__To be done__
Turn every line of the material below into a numbered list, skipping any blank lines.

__Provided records__
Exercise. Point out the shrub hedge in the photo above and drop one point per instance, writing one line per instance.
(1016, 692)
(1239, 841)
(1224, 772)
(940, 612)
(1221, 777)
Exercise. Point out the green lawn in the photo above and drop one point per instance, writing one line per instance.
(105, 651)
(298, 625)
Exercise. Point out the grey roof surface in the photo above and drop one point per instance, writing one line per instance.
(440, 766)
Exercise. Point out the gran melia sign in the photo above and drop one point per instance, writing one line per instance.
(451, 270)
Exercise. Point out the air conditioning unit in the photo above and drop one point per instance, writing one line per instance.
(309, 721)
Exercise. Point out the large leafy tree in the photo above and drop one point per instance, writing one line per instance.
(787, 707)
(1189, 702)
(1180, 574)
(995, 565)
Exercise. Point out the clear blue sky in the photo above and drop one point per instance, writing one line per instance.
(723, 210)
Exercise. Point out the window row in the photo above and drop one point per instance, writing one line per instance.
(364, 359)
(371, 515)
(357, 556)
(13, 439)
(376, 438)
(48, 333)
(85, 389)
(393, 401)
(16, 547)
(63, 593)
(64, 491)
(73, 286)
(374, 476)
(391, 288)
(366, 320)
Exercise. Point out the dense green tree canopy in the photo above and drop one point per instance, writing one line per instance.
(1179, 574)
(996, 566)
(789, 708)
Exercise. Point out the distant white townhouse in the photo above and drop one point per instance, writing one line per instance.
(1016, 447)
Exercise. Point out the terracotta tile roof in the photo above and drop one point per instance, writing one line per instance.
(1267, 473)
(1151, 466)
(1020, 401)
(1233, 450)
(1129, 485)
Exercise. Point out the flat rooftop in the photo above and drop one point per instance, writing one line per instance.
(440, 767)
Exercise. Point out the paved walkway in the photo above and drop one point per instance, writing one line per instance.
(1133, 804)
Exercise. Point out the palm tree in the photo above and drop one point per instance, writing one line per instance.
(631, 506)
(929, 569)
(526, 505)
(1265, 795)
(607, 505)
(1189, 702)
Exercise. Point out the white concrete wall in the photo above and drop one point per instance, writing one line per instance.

__Answer for this exercise__
1. Exercise. Point out the shrub hedge in the photo above and drop one point per instance, writing one line per instance.
2. (1016, 692)
3. (1239, 841)
4. (1224, 772)
5. (940, 612)
6. (1221, 777)
7. Exercise. Point out the green lawn in the photo above and drop one point per instance, writing one line per instance.
8. (105, 651)
9. (298, 625)
10. Exercise. Point out the grey roof surface in the photo above and drop one point per instance, writing one line per instance.
11. (440, 766)
12. Exercise. Point out the gran melia sign in the photo above and drop one point per instance, writing one line per instance.
13. (451, 270)
14. Exercise. Point out the air conditioning unit in the photo above and drop one point per instance, writing one line per instance.
15. (309, 721)
16. Exercise. Point out the large leafy tree in the photo above and drop one point per instance, writing one line per instance.
17. (787, 707)
18. (1189, 702)
19. (1180, 574)
20. (995, 565)
21. Exercise. Point out the clear blue sky in the photo above and drop one point per instance, writing one line per instance.
22. (723, 210)
23. Exercise. Point out the window row in the photo above and drop one point per instance, writing one line per instance.
24. (364, 359)
25. (371, 515)
26. (357, 556)
27. (13, 439)
28. (376, 438)
29. (48, 333)
30. (85, 389)
31. (393, 401)
32. (16, 547)
33. (63, 593)
34. (64, 491)
35. (73, 286)
36. (374, 476)
37. (391, 288)
38. (366, 320)
39. Exercise. Point out the dense green tree canopy in the photo above and drop one point per instance, writing one line per instance.
40. (1179, 574)
41. (996, 566)
42. (789, 708)
43. Exercise. Point out the distant white townhouse in the photo above and drop one point per instance, writing one line per instance.
44. (1016, 447)
45. Exercise. Point out the terracotta tile roof in the photo above and drop one point per instance, writing one line per instance.
46. (1267, 473)
47. (1151, 466)
48. (1020, 401)
49. (1233, 450)
50. (1129, 485)
51. Exercise. Point out the flat rooftop in the photo above and drop one point per instance, writing one line per instance.
52. (440, 767)
53. Exercise. Point out the paved walkway in the photo above and drop one point per instance, writing one line per instance.
54. (1133, 804)
55. Exercise. Point out the palm tree in the photo above and drop one point per instance, writing one line per instance.
56. (631, 506)
57. (929, 569)
58. (526, 505)
59. (1265, 795)
60. (607, 505)
61. (1189, 702)
62. Exercise. Point out the white concrete wall in the photo above and drop one point per instance, writing one line per instance.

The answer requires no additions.